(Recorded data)
##############################
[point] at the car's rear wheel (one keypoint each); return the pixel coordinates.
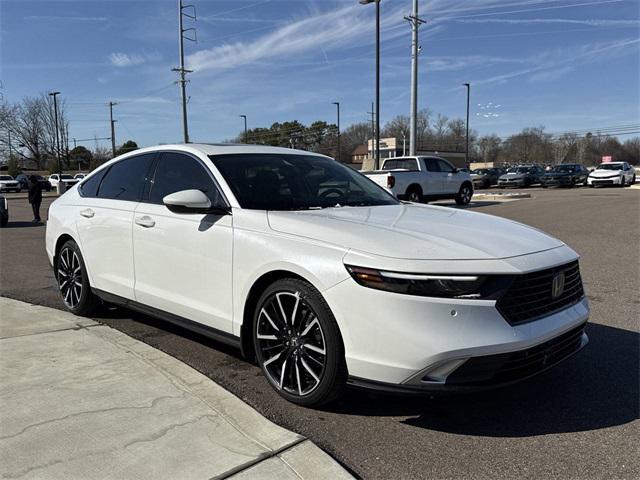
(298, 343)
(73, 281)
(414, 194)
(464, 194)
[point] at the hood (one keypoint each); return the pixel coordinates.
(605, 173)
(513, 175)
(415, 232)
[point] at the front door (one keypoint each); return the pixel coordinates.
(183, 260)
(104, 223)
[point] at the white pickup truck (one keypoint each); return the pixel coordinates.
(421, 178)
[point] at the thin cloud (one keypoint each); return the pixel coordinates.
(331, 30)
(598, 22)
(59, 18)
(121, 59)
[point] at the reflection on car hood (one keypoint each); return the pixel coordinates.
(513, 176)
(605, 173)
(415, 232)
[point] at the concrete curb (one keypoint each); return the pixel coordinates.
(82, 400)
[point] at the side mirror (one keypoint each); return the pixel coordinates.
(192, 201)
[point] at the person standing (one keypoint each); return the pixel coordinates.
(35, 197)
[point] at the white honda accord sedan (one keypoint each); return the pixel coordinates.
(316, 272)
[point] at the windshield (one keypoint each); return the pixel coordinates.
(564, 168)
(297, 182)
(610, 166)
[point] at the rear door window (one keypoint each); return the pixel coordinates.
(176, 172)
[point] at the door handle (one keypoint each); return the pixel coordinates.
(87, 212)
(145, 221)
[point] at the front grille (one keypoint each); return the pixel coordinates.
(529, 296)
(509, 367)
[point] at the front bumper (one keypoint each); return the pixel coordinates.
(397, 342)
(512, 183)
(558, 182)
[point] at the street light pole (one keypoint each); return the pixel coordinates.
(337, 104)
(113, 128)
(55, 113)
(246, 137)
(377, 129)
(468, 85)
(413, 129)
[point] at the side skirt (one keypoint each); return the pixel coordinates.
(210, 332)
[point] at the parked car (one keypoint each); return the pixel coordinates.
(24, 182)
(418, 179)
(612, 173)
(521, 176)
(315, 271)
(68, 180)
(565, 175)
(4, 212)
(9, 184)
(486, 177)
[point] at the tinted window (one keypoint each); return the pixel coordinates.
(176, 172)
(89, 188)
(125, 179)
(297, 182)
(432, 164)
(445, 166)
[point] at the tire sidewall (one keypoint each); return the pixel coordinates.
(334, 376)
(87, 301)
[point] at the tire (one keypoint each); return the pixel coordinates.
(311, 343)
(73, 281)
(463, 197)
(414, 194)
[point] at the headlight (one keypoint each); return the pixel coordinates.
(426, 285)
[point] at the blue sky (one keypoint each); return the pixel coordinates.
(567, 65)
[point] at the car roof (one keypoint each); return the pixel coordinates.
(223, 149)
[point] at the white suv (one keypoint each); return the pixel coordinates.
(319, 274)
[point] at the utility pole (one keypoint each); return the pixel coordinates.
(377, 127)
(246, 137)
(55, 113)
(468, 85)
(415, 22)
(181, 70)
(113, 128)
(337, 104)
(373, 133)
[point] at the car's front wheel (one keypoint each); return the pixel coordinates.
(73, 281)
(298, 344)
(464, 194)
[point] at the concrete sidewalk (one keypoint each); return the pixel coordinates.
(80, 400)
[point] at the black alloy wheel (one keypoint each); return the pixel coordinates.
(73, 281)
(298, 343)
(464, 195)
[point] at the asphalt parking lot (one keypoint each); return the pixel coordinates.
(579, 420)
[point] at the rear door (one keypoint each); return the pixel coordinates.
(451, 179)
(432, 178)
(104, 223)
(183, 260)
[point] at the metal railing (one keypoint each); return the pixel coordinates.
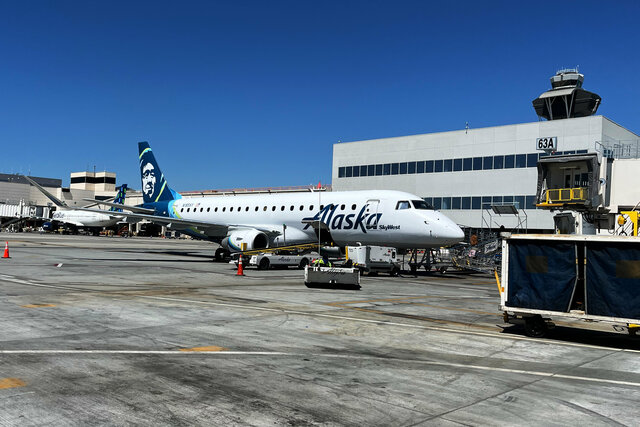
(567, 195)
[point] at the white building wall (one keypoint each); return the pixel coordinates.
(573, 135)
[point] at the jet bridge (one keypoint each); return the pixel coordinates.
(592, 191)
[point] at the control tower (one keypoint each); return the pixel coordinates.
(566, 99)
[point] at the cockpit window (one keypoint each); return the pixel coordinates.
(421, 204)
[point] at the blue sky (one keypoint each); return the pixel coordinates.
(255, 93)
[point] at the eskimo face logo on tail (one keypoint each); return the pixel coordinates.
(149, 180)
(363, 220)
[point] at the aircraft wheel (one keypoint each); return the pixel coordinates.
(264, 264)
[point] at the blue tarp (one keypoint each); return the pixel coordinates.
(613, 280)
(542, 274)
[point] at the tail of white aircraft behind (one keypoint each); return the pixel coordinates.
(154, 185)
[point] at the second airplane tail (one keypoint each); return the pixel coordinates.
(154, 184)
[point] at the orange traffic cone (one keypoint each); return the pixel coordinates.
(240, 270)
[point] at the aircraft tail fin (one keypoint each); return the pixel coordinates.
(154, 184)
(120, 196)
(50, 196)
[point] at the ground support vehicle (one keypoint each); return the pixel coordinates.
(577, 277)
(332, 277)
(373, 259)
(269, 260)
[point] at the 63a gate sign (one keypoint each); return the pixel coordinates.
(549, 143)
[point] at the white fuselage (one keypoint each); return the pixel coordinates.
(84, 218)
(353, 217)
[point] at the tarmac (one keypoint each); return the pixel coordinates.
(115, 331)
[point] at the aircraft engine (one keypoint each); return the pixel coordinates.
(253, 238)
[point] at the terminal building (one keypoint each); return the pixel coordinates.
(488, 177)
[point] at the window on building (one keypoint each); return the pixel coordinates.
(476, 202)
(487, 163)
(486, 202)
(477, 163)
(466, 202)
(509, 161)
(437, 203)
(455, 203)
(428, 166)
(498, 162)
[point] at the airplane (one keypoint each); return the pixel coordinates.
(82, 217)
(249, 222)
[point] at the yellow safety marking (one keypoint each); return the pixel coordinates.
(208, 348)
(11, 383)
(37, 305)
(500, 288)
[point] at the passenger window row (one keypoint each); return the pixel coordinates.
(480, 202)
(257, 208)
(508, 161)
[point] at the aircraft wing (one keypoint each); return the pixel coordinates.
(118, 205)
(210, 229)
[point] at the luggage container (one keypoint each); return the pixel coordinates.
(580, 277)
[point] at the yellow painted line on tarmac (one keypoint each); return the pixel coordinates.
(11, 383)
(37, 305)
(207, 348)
##############################
▶ **Task description**: For this exercise, transcribe the entries verbatim and skip all pictures.

▶ **Response to this task**:
[point] at the car's rear wheel (one keypoint each); return the pixel coordinates.
(298, 343)
(73, 281)
(414, 194)
(464, 194)
[point] at the hood (one keypoint each); return the pixel coordinates.
(605, 173)
(513, 175)
(415, 232)
[point] at the front door (one keypoint each); return the pixel coordinates.
(183, 260)
(104, 223)
[point] at the white pickup truck (one keypoint each); return the pixel coordinates.
(421, 178)
[point] at the thin cloud (one keypoint each); return the pixel coordinates.
(331, 30)
(598, 22)
(59, 18)
(121, 59)
[point] at the reflection on car hood (one keypoint each); return the pixel coordinates.
(513, 176)
(605, 173)
(415, 232)
[point] at the concrete curb (one keypoint each); return the pixel coordinates.
(82, 400)
[point] at the side mirror (one keypoint each); return the pixel coordinates.
(192, 201)
[point] at the person standing (one keypoint each); return the pixel coordinates.
(35, 197)
[point] at the white honda accord sedan (one keypoint each); return the pixel coordinates.
(316, 272)
[point] at the windshield (one keypoint each); return the pixel coordinates.
(564, 168)
(297, 182)
(610, 166)
[point] at the rear door window (one keypoint each); return the pixel coordinates.
(176, 172)
[point] at the door handle (one keypoint each); return the pixel coordinates.
(87, 212)
(145, 221)
[point] at the front grille (one keypoint each); return the pixel coordinates.
(529, 296)
(509, 367)
[point] at the front bumper (one keypoint each); return the pixel coordinates.
(397, 342)
(512, 183)
(558, 182)
[point] at the street light pole (one keypoint each); return the pixel coordinates.
(337, 104)
(113, 128)
(55, 113)
(246, 137)
(377, 129)
(468, 85)
(413, 129)
[point] at the side skirt (one keypoint each); return the pixel coordinates.
(210, 332)
[point] at the parked car (one keypoint each); return the pixel coordinates.
(24, 182)
(418, 179)
(612, 173)
(521, 176)
(315, 271)
(68, 180)
(565, 175)
(4, 212)
(9, 184)
(486, 177)
[point] at the tinted window (one keypoint each); return the pixel coordinates.
(176, 172)
(89, 188)
(125, 179)
(297, 182)
(432, 164)
(445, 166)
[point] at the tire sidewall (one keypoint each); return the pixel coordinates.
(334, 376)
(87, 301)
[point] at the tire (one keypoint each); return the pixel coordinates.
(311, 343)
(73, 281)
(463, 197)
(414, 194)
[point] at the headlight (one keypoint each); return the pixel coordinates.
(426, 285)
[point] at the blue sky (one keypoint each); return the pixel coordinates.
(567, 65)
[point] at the car roof (one keypoint each); return the pixel coordinates.
(223, 149)
[point] at the white suv (one keypoint each); return the pixel coordinates.
(319, 274)
[point] at the utility pole (one keypoint each); return the pixel coordinates.
(377, 127)
(246, 137)
(55, 113)
(468, 85)
(415, 22)
(181, 70)
(113, 128)
(337, 104)
(373, 133)
[point] at the car's front wheel (one keypoint each); return the pixel coordinates.
(73, 281)
(298, 344)
(464, 194)
[point] at the concrete sidewalk (one keypoint each); return the pixel coordinates.
(80, 400)
[point] at the black alloy wheel (one keypoint each); return the pixel coordinates.
(73, 281)
(298, 343)
(464, 195)
[point] at the asphalt parking lot (one keypoint each); return the pixel coordinates.
(579, 420)
[point] at the rear door (one keypoint each); return the pixel coordinates.
(451, 179)
(432, 178)
(104, 223)
(183, 260)
[point] at the metal railing (one keypoint each); return the pixel coordinates.
(567, 195)
[point] at the white building wall (one keypoint each); return the pixel coordinates.
(573, 135)
[point] at the jet bridge (one keypoint each); return the pixel coordinates.
(592, 191)
[point] at the control tower (one keypoint each); return the pixel coordinates.
(566, 99)
[point] at the cockpit window (one keypoint each); return the pixel coordinates.
(421, 204)
[point] at the blue sky (one keypoint each); return the pixel coordinates.
(255, 93)
[point] at the eskimo face logo on tail (one keypoint each); return the pixel coordinates.
(149, 180)
(363, 220)
[point] at the aircraft wheel (one keypoint each); return the pixel coordinates.
(264, 264)
[point] at the blue tarp (one keypoint each); return the pixel coordinates.
(613, 280)
(542, 274)
[point] at the tail of white aircraft behind (one keypoint each); return the pixel coordinates.
(154, 185)
[point] at the second airplane tail (one keypoint each); return the pixel coordinates.
(154, 184)
[point] at the orange traffic cone (one keypoint each); return the pixel coordinates.
(240, 270)
[point] at the aircraft tail fin (one keypoint each); return the pixel coordinates.
(154, 184)
(120, 196)
(50, 196)
[point] at the ground support vehicle (one keypoint each); return the pixel coordinates.
(577, 277)
(332, 277)
(373, 259)
(269, 260)
[point] at the 63a gate sign (one keypoint each); return the pixel coordinates.
(549, 143)
[point] at the white fuselage (one keypoint each); return the pixel coordinates.
(84, 218)
(353, 217)
[point] at the tarmac (one keypoint each); return the pixel coordinates.
(115, 331)
[point] at the aircraft engine (one keypoint each); return the pixel coordinates.
(253, 238)
[point] at the terminal building (one keypoint each); return the pixel coordinates.
(488, 177)
[point] at the window on building (one keypoint each); return the pixel coordinates.
(476, 202)
(487, 163)
(486, 202)
(477, 163)
(466, 202)
(509, 161)
(437, 203)
(455, 203)
(428, 166)
(498, 162)
[point] at the airplane (one keypoint each); return the pixel coordinates.
(82, 217)
(249, 222)
[point] at the yellow safety marking (one keypoint each); return the pixel coordinates.
(208, 348)
(11, 383)
(37, 305)
(500, 288)
[point] at the passenger window row (one keypoint each); return the pixel coordinates.
(480, 202)
(257, 208)
(508, 161)
[point] at the aircraft wing (one keypoint each); return the pixel coordinates.
(118, 205)
(210, 229)
[point] at the luggage container (one keypoint each); return the pixel coordinates.
(580, 277)
[point] at the yellow painted line on tarmac (one keypoint each); return the pixel coordinates.
(11, 383)
(37, 305)
(207, 348)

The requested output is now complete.